----- DOCUMENT SECTION -----
The excuses have already started: Dzhokar was obviously brainwashed by his brother, he's weak, he's just a kid. But even if you indulge the wishful thinking that he was brainwashed, what were the talking points? Ah yes, that the U.S. is committing crimes against the Muslim worldwide body and that **this deep injustice needed to be resisted.** Again, how is the liberal position about the actions of the U.S. any different? They're arguing the same thing: the sole difference is that the Tsarnaevs made their resistance active. If you can understand their motivations, like I said, then you're not that far from "understanding" what they did, even if you quickly retreat behind "I don't condone it." This is an extraordinarily weak moral position, pliant to the circumstances while letting a person believe his compass hasn't been compromised. Liberals like to talk about nuance and circumstances, but if you understand Tsarnaev's reason (killing of Muslims), then you are admitting that his "resistance" really is legitimate, but you cannot say it out loud.
----- EXCERPTED RECORDS -----
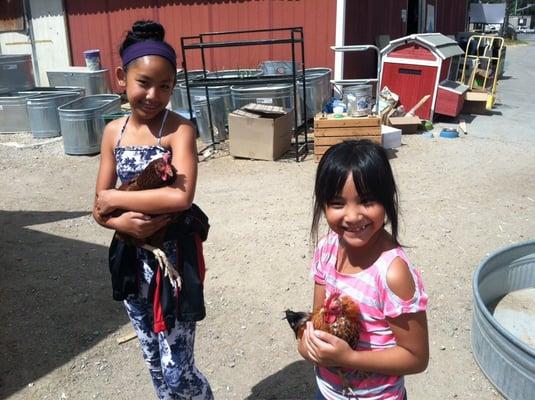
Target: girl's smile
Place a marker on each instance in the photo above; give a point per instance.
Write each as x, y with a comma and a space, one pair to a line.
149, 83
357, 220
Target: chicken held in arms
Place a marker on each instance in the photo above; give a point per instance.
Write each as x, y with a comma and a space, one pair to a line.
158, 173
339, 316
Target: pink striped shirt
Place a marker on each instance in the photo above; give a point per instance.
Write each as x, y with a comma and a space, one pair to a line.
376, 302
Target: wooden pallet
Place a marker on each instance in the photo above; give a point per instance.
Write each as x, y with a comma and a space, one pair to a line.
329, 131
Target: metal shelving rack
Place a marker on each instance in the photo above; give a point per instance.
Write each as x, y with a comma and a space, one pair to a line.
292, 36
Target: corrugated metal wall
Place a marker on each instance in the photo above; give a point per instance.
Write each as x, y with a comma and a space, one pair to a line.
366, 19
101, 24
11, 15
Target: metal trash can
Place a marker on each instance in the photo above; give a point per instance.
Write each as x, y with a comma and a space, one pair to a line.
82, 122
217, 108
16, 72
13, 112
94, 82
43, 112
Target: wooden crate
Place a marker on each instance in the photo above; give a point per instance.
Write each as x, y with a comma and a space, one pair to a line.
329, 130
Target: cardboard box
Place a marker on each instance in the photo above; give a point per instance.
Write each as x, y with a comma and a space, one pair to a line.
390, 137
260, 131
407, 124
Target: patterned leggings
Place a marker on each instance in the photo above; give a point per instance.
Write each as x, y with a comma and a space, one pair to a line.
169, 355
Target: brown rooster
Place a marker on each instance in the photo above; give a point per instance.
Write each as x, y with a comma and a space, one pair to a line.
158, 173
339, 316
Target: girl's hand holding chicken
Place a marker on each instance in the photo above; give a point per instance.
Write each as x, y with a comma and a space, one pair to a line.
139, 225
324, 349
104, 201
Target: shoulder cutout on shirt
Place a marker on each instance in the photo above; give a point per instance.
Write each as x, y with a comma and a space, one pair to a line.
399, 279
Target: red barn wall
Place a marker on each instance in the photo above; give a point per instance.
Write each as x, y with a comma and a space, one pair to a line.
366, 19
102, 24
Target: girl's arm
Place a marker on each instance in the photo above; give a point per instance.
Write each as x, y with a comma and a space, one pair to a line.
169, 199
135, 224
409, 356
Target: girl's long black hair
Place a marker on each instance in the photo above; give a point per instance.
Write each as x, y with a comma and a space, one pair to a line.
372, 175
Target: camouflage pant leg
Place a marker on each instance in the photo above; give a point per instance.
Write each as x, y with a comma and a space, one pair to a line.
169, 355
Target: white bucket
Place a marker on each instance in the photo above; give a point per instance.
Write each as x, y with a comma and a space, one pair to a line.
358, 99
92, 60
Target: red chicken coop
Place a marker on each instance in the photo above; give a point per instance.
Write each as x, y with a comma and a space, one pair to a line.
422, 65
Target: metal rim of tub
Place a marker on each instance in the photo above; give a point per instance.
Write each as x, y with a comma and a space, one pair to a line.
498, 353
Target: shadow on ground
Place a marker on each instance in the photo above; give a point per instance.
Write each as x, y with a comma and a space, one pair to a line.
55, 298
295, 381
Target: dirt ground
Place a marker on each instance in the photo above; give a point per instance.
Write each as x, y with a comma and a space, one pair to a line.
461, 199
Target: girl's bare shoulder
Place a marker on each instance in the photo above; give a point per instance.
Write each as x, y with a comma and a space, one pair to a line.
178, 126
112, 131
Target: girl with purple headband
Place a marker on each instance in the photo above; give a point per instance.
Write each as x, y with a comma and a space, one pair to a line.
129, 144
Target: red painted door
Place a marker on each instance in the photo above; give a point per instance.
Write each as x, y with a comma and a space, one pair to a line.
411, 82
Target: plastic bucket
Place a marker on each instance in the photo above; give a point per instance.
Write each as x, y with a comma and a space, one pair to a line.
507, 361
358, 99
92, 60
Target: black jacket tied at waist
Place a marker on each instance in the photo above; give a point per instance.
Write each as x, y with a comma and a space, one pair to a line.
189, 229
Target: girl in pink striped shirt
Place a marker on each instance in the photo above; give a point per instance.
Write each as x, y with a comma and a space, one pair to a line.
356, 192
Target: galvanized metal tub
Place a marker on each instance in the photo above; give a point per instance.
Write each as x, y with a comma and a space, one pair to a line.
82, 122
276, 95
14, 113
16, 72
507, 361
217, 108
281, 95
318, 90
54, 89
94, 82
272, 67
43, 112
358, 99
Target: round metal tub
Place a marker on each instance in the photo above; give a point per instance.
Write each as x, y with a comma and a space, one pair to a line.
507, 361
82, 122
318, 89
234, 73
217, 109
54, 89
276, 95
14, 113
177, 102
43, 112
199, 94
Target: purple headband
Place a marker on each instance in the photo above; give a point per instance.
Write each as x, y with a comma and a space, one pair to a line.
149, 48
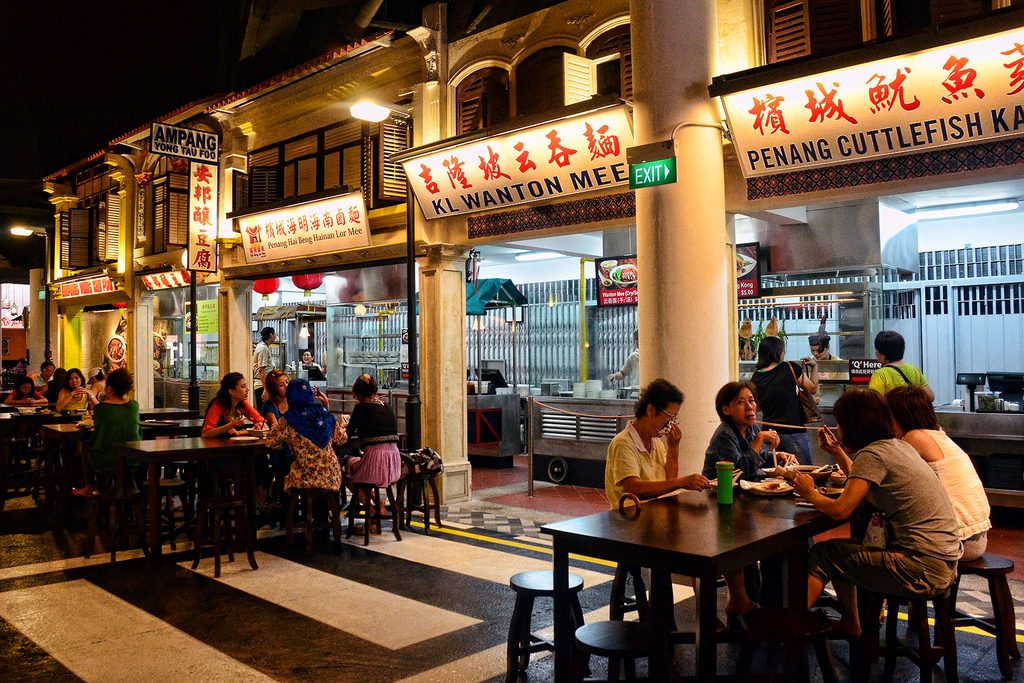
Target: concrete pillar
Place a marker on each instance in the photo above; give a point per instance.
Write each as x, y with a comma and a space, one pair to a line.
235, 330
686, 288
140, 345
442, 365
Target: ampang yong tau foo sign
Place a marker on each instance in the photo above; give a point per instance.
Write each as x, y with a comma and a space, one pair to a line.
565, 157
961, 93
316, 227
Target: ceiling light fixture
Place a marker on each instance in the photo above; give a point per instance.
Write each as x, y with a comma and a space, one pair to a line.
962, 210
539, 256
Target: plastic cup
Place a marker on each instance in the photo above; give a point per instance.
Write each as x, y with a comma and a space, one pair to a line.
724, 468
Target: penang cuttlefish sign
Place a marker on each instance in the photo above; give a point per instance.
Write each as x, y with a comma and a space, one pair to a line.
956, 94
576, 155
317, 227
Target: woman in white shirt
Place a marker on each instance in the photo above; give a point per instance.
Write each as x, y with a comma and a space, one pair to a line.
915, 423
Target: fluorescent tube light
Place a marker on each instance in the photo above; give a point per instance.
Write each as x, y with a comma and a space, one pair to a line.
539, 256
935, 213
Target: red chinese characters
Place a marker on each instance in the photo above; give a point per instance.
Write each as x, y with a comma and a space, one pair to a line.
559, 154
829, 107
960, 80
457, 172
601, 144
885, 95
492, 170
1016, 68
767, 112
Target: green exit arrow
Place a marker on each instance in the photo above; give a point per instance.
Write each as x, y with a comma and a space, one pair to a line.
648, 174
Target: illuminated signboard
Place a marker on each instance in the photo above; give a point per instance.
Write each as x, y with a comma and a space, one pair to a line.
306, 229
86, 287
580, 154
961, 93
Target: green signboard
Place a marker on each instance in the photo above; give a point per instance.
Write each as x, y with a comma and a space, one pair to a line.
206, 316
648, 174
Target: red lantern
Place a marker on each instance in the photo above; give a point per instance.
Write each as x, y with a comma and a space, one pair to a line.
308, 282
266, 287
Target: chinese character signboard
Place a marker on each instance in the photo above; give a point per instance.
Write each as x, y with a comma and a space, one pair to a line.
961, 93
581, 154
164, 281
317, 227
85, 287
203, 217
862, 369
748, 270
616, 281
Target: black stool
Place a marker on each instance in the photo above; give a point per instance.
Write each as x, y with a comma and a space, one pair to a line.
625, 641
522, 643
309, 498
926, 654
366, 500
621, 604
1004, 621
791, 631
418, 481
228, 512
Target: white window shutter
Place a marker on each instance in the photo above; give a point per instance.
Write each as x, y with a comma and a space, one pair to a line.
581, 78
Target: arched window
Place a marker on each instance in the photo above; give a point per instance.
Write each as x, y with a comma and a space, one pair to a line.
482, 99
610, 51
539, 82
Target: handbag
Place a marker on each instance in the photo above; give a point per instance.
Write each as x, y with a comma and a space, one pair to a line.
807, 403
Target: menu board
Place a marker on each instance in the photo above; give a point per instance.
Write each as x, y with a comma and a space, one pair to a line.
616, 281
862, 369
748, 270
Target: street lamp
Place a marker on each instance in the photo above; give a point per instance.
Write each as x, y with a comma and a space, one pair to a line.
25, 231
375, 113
-----
TASKS FOR THIS EXERCISE —
**A)** In the passage on the Tsarnaev brothers, what is the sole difference between the liberal position and the Tsarnaevs' argument?
**B)** Extend the passage on the Tsarnaev brothers, picking up after its final sentence.
None of this requires the records.

EXERCISE RESPONSES —
**A)** The Tsarnaevs made their resistance active.

**B)**
No, I do not believe that American liberals are all for bombing or really hold Tsarnaev as a hero of any kind. Except, again, there is very little light between what he wrote in his note and the position of the American Left that the U.S. is creating enemies and terrorists. The Left wants to explore his motivation, but we already know it. And if people want to divorce politics from this, they are sadly mistaken: for jihadis like Tsarnaev, the bombing **is** a political act, a statement that dovetails with the American Left's position about the evils of their own government. And they will argue vociferously in comment sections about how the death penalty should be avoided, mostly because it satisfies their own personal choices as opposed to the people of Massachusetts who have the only say in the matter.

If the case comes to trial, no one has any idea about the possible defense, but I can assure you it will involve politics. It will involve the talking points about how Dzhokhar became convinced that the U.S. is against Muslims and waging war against Islam and that he needed to resist it. His lawyer is interested in saving his life, so will cast a wide net in order to argue against the death penalty. But in the end, Tsarnaev's reasons for the attack are well known and they're are uncomfortably close to the charges of the American Left.